[Excerpts of location labeling data]
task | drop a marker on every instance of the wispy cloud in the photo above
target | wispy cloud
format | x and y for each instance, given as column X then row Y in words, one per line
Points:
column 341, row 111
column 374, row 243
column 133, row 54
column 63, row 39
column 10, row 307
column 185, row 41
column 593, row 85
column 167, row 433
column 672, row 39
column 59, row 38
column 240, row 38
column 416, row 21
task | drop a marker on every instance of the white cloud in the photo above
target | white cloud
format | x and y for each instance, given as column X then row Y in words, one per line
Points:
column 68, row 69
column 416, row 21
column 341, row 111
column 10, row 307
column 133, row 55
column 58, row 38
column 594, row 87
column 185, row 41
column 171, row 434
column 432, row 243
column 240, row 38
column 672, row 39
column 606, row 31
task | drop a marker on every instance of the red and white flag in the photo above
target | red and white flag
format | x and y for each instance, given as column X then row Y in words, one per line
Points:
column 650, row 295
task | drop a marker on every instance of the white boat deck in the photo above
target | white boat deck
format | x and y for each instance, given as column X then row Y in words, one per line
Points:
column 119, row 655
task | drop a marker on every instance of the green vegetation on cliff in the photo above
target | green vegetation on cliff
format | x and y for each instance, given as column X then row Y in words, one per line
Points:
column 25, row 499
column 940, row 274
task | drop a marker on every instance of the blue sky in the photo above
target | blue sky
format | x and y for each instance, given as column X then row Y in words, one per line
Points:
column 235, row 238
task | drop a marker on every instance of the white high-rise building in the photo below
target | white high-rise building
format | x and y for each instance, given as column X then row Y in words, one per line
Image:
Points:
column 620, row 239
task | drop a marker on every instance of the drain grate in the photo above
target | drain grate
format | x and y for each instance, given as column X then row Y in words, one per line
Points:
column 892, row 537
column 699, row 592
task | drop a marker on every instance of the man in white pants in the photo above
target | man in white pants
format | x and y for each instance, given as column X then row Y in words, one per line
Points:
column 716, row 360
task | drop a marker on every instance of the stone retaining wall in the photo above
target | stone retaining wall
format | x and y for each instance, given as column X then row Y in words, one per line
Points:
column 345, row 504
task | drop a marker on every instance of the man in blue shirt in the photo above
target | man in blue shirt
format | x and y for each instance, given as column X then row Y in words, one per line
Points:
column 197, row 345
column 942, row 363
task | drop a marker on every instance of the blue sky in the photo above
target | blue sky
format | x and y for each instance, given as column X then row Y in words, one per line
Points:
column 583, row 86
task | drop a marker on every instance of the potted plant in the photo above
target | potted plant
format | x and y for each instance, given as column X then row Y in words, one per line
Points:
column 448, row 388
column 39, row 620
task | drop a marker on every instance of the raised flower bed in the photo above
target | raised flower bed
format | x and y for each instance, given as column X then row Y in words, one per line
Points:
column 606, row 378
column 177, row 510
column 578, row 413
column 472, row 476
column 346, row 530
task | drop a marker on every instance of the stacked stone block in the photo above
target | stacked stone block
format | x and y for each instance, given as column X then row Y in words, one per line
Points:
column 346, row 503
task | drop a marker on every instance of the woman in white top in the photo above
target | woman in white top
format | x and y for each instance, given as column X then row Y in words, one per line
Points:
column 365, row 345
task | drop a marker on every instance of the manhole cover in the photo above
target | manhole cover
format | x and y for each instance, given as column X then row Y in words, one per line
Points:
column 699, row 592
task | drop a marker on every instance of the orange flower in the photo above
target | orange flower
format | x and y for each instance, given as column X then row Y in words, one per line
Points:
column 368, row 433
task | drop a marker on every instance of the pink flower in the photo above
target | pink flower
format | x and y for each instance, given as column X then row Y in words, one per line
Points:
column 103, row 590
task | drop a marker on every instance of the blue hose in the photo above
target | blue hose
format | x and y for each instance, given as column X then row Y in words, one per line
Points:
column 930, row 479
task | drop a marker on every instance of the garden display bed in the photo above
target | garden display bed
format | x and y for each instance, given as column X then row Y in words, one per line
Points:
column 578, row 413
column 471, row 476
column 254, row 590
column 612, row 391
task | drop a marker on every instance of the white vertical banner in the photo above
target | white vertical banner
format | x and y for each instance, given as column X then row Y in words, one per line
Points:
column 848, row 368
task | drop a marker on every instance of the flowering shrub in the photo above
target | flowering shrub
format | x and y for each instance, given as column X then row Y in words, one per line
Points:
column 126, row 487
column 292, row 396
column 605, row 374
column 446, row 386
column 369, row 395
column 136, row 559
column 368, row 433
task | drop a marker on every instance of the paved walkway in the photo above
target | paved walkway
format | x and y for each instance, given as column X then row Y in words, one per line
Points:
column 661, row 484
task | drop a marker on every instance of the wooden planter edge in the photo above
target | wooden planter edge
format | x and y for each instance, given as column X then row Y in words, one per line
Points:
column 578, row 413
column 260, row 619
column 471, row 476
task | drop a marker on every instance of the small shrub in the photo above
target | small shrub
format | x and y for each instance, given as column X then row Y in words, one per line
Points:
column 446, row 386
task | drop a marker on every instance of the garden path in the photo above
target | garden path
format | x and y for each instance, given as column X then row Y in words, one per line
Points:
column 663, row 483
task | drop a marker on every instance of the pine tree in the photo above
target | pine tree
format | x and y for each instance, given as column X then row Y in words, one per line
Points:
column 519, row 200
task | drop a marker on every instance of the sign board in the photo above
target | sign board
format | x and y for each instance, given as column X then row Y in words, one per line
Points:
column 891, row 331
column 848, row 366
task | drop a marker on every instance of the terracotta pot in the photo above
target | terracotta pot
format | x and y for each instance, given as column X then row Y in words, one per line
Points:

◆ **WORK REQUIRED**:
Reproduce every line of the listing above without any changes.

◆ **ANSWER FOR THE TASK**:
task | drop a marker on every instance of the wispy cloud in the photo above
target | wispy cloud
format | x and y for each instance, given as column X then row Y in words, one per line
Points:
column 341, row 111
column 374, row 243
column 133, row 54
column 63, row 39
column 10, row 307
column 185, row 41
column 593, row 85
column 167, row 433
column 672, row 39
column 59, row 38
column 240, row 38
column 416, row 21
task | drop a marker on every instance of the white cloud in the photo above
target | white cloud
format | x and y for each instance, given as column X then row Y in words, one per line
Points:
column 68, row 69
column 416, row 21
column 341, row 111
column 10, row 307
column 133, row 55
column 58, row 38
column 594, row 87
column 185, row 41
column 171, row 434
column 432, row 243
column 240, row 38
column 672, row 39
column 606, row 31
task | drop a marker on every instance of the red and white flag in the photo above
target | red and white flag
format | x and y for each instance, given as column X then row Y in words, one per line
Points:
column 650, row 295
task | drop a marker on every instance of the white boat deck in the photo above
target | white boat deck
format | x and y for each instance, given as column X then row Y in words, one per line
Points:
column 119, row 655
task | drop a marker on every instance of the green vegetation on cliff in the photo above
target | green vegetation on cliff
format | x and y for each instance, given as column X then row Y in words, one per line
Points:
column 25, row 499
column 940, row 274
task | drop a marker on every instance of the blue sky in the photo above
target | blue sky
format | x and y for each instance, given as column X then row Y in words, one per line
Points:
column 235, row 238
task | drop a marker on every instance of the white high-rise building in the photo below
target | white high-rise building
format | x and y for each instance, given as column X then row Y in words, one per line
Image:
Points:
column 620, row 239
task | drop a marker on every instance of the drain grate in the photo above
target | drain grate
format | x and y for each instance, given as column X then row Y in words, one per line
Points:
column 892, row 537
column 699, row 592
task | drop a marker on every instance of the man in white pants in the photo above
target | man in white pants
format | x and y for each instance, given as column X then row Y in words, one per line
Points:
column 716, row 360
task | drop a marker on every instance of the stone retaining wall in the photo above
target | stone retaining wall
format | x and y for each instance, given as column X then row Y in words, one per line
Points:
column 345, row 504
task | drop a marker on every instance of the man in blue shirt in the photo above
target | man in blue shirt
format | x and y for each instance, given as column X then row Y in words, one per line
Points:
column 197, row 345
column 942, row 363
task | drop a marker on every instance of the blue sky in the photo above
target | blue sky
format | x and y for each instance, given as column X then row Y in words, one per line
Points:
column 583, row 86
task | drop a marker on every instance of the potted plant in the photo above
target | potted plant
format | x and y for each instance, given as column X then row Y in words, one per line
Points:
column 448, row 388
column 39, row 620
task | drop a marker on every instance of the raised flower bed in the photo above
target | raised flower bed
format | x and y for each instance, given as column X then row Y in words, one per line
Points:
column 606, row 378
column 177, row 510
column 578, row 413
column 472, row 476
column 346, row 530
task | drop a marker on every instance of the stacked stone block in the photo above
target | stacked stone block
format | x and y for each instance, given as column X then row Y in words, one per line
Points:
column 346, row 503
task | drop a marker on every instance of the woman in white top in the photo above
target | woman in white top
format | x and y for each instance, given as column X then row Y in words, one per line
Points:
column 365, row 345
task | drop a marker on every instance of the manhole cover in the photo above
target | manhole cover
format | x and y for each instance, given as column X then row Y in words, one per line
Points:
column 699, row 592
task | drop a marker on every instance of the orange flower in the photo above
target | orange flower
format | x and y for each instance, given as column X then row Y in words, one per line
Points:
column 368, row 433
task | drop a marker on every instance of the pink flower in the photo above
target | pink flower
format | x and y for each instance, given as column X then row Y in words, one per line
Points:
column 103, row 590
task | drop a marker on every instance of the blue hose in the photo above
target | blue hose
format | x and y for each instance, given as column X then row Y in words, one per line
Points:
column 930, row 479
task | drop a marker on every instance of the garden display bed in the photo above
target | garden display bed
format | x and y for each instance, given as column X then row Y in words, one per line
Points:
column 578, row 413
column 471, row 476
column 254, row 590
column 612, row 391
task | drop a marker on every instance of the white vertical banner in the photo above
target | white vertical banner
format | x and y for each instance, given as column X then row Y in words, one per line
Points:
column 848, row 368
task | drop a marker on every instance of the flowering shrub in the photo above
target | flowering shrub
format | x and y for each instance, given as column X then row Y in words, one per line
Points:
column 126, row 487
column 292, row 396
column 605, row 374
column 446, row 386
column 369, row 395
column 136, row 559
column 368, row 433
task | drop a marker on every instance of the paved walkway in the photo above
target | paved walkway
format | x and y for each instance, given as column X then row Y in words, one per line
Points:
column 661, row 484
task | drop a marker on every instance of the wooden planter edge in the photo above
target | wooden planter edge
format | x and y for each instance, given as column X then row Y in words, one per line
Points:
column 578, row 413
column 260, row 619
column 471, row 476
task | drop a marker on every instance of the small shrub in the photo above
target | small shrub
format | x and y for each instance, given as column X then row Y in words, one per line
Points:
column 446, row 386
task | drop a marker on every instance of the garden path in the photo above
target | garden path
format | x and y for each instance, given as column X then row Y in words, one per line
Points:
column 663, row 483
task | drop a marker on every instance of the pine tree in the photo above
target | pine tree
format | x and y for each instance, given as column X then row Y in words, one per line
Points:
column 519, row 200
task | drop a marker on every instance of the sign board in the photo above
target | sign board
format | x and y for each instance, given as column X then row Y in words, one per line
Points:
column 891, row 331
column 848, row 366
task | drop a marker on every instance of the terracotta pot in the photo above
target | terracotta pot
format | x and y for each instance, given as column X then row Y in words, one per line
Points:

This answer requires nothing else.